WHAT YOU NEED TO DO >>
[A] In the budget text, how much will the Government provide to extend eligibility for the Gold Card?
[B] Please edit the budget text from "In this Budget, the" up to and including "distance up-skilling programmes.", replacing "scholarships" with "bursaries".
[C] Turn the paragraph of the budget text starting "This Budget will also introduce twice yearly indexation" into a short list of its main facts.

BEGIN READING TEXT

Table 5: Pharmaceutical Benefits Scheme measures

More funding for aged care
The Intergenerational Report projects that Commonwealth spending on aged care as a proportion of GDP will more than double in future decades, as the population ages.
In this Budget, the Government will provide additional funding to help upgrade or replace small nursing homes in rural and remote areas and facilitate the ongoing certification of aged care homes that require financial assistance.
The Government will also provide funding for measures to increase the number of aged care nurses and personal care staff in residential aged care homes.
- Residential aged care subsidies will be increased so providers can attract and retain more aged care nurses.
- The Government will provide funding for up to 250 aged care nursing scholarships (each valued at up to $10,000 per year) each year at rural and regional university campuses.
- The Government will provide funding to enable personal care workers in smaller aged care homes to undertake courses in geriatric care through flexible or distance up-skilling programmes.
Consistent with the Government's aged care policy, community care services will be improved and expanded to enable older Australians to choose to stay at home and live as independently as possible in the community.
- The Government will provide an additional 6,000 Community Aged Care Packages tailored to meet the needs of frail older Australians, so they can continue to live in their own homes.
- The Government will also provide funding to support the carers of older Australians, carers of people with dementia and ageing carers of people with disabilities.
A new medical service, Visudyne Therapy, will be available under the Medicare Benefits Schedule. Visudyne Therapy is used to treat `wet type' macular degeneration, a condition that eventually leads to blindness and primarily affects older Australians.
Table 6: Additional funding for aged care and carers

Veterans
In recognition of their service to Australia, the Government will provide $93 million over four years to extend eligibility for the Repatriation Health Card - For All Conditions (Gold Card). This initiative will broaden access to comprehensive free health care for Australian Defence force members aged 70 years and over who have qualifying service from post World War II conflicts.
This Budget will also introduce twice yearly indexation of the ceiling rate of the Income Support Supplement for War Widows. The indexation will be based on increases in the Consumer Price Index and the Male Total Average Weekly Earnings. This measure is expected to cost $85 million over four years.
Continuing welfare reform
The Government's Australians Working Together package announced last year represented a significant step forward in developing a more active, participation based social safety net. This Budget introduces the next phase of welfare reform which focuses on providing more effective employment assistance to job seekers and recognising and improving the work capacity of people claiming or receiving the Disability Support Pension (DSP).
This Budget also introduces further measures to improve the accuracy of information reported by income support recipients. These measures are part of a five-year framework to substantially improve reported information to assist the Commonwealth to provide the right amount of income support to the right people. They will also help reduce fraud. These measures are expected to deliver savings of $275 million over the next four years.

END READING TEXT
BEGIN DATA EXTRACTS

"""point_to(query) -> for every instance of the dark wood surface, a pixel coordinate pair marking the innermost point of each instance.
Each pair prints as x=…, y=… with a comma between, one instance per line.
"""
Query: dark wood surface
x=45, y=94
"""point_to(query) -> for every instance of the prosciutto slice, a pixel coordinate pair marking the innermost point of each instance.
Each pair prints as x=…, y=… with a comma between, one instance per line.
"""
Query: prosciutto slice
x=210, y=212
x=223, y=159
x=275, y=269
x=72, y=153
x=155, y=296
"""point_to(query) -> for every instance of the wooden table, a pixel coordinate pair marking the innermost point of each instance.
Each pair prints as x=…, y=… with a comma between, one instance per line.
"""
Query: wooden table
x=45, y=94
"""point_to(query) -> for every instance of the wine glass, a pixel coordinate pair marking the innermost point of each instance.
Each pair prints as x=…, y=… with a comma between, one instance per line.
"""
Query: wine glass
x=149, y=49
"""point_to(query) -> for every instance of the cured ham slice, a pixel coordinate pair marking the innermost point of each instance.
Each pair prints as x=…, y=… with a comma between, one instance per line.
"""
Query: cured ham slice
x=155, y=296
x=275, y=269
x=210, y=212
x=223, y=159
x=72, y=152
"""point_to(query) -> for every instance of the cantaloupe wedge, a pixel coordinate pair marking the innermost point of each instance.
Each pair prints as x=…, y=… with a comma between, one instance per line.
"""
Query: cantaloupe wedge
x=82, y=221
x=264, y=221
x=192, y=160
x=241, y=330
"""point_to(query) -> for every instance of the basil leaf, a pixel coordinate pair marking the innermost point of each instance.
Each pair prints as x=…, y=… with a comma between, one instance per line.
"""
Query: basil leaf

END DATA EXTRACTS

LIST OF SOLUTIONS >>
[A] $93 million over four years.

[B]
In this Budget, the Government will provide additional funding to help upgrade or replace small nursing homes in rural and remote areas and facilitate the ongoing certification of aged care homes that require financial assistance.
The Government will also provide funding for measures to increase the number of aged care nurses and personal care staff in residential aged care homes.
- Residential aged care subsidies will be increased so providers can attract and retain more aged care nurses.
- The Government will provide funding for up to 250 aged care nursing bursaries (each valued at up to $10,000 per year) each year at rural and regional university campuses.
- The Government will provide funding to enable personal care workers in smaller aged care homes to undertake courses in geriatric care through flexible or distance up-skilling programmes.

[C]
- Twice-yearly indexation of the ceiling rate of the Income Support Supplement for War Widows
- Indexation based on increases in the Consumer Price Index and the Male Total Average Weekly Earnings
- Expected cost: $85 million over four years